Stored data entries

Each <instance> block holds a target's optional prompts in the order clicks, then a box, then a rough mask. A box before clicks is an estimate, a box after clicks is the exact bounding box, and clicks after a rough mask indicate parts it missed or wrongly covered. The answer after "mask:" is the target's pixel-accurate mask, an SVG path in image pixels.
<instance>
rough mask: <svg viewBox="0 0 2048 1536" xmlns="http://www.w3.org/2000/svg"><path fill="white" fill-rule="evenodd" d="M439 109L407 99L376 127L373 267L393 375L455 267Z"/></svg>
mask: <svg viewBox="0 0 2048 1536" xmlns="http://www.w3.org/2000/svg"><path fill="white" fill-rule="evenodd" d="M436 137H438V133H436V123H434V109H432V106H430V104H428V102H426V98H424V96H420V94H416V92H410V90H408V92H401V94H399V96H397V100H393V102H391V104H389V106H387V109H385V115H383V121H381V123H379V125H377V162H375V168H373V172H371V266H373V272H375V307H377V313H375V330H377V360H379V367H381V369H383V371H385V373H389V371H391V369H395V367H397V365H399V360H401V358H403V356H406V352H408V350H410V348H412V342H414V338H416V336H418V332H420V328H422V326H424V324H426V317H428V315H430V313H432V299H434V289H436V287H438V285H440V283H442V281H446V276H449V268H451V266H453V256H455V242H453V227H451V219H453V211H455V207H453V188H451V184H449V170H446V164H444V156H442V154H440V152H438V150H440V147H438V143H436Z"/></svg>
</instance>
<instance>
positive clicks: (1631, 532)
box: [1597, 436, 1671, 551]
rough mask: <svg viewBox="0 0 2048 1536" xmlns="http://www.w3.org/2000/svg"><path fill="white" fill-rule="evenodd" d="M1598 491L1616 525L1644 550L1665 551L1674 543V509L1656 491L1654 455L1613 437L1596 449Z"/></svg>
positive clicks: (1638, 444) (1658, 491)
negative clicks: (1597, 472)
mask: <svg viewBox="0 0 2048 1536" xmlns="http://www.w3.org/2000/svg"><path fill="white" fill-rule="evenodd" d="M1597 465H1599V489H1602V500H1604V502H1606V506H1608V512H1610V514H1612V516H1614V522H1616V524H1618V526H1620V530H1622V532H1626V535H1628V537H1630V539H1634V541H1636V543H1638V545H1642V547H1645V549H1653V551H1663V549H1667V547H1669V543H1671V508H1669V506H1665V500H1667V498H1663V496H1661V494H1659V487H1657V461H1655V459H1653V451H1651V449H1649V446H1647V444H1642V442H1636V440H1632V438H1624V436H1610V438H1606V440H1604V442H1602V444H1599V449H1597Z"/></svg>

● ACTION ITEM: Please reproduce the lines above word for word, starting at the first line and ending at the line that contains "109L407 99L376 127L373", with both of those lines included.

● SOLUTION TO THIS EXERCISE:
Each <instance> block holds a target's optional prompts in the order clicks, then a box, then a rough mask. A box before clicks is an estimate, a box after clicks is the exact bounding box, and clicks after a rough mask indicate parts it missed or wrongly covered. The answer after "mask:" is the target's pixel-accurate mask, an SVG path in image pixels.
<instance>
rough mask: <svg viewBox="0 0 2048 1536" xmlns="http://www.w3.org/2000/svg"><path fill="white" fill-rule="evenodd" d="M439 109L407 99L376 127L373 267L393 375L455 267Z"/></svg>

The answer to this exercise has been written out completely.